- WHAT YOU ARE ASKED TO DO
Lines with the word "instance" in them are the ones to copy from the records.

- INPUT

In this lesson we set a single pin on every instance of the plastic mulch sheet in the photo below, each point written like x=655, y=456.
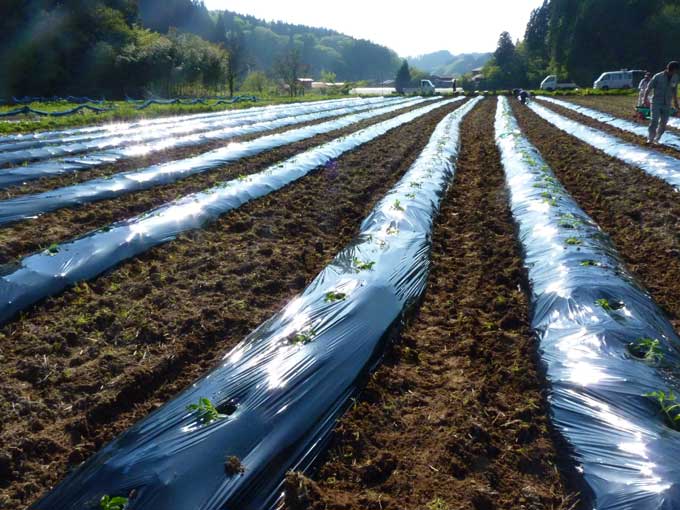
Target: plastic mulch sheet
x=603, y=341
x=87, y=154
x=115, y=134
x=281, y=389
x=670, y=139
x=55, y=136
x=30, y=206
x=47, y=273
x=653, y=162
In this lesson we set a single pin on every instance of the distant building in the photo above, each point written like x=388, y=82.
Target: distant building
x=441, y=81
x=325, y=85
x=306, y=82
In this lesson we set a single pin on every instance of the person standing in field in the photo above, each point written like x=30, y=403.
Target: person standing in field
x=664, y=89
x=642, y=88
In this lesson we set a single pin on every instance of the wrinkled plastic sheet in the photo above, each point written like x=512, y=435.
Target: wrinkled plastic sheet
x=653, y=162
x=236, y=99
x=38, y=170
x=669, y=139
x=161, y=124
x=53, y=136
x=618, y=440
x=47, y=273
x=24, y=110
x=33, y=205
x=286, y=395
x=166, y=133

- RESPONSE TO THE TASK
In this lesson we set a single pin on every instance of the plastic mulch sheet in the photo below, each point written like x=655, y=456.
In this lesson we set a single pin on every instance of the distant building in the photo above, each point written like x=388, y=82.
In this lesson we set a single pin on every instance of the person standing in field in the photo above, each point written like x=30, y=403.
In this lesson we set a single pin on every instance of the wrinkled plastic sheet in the photo above, each point written like x=512, y=435.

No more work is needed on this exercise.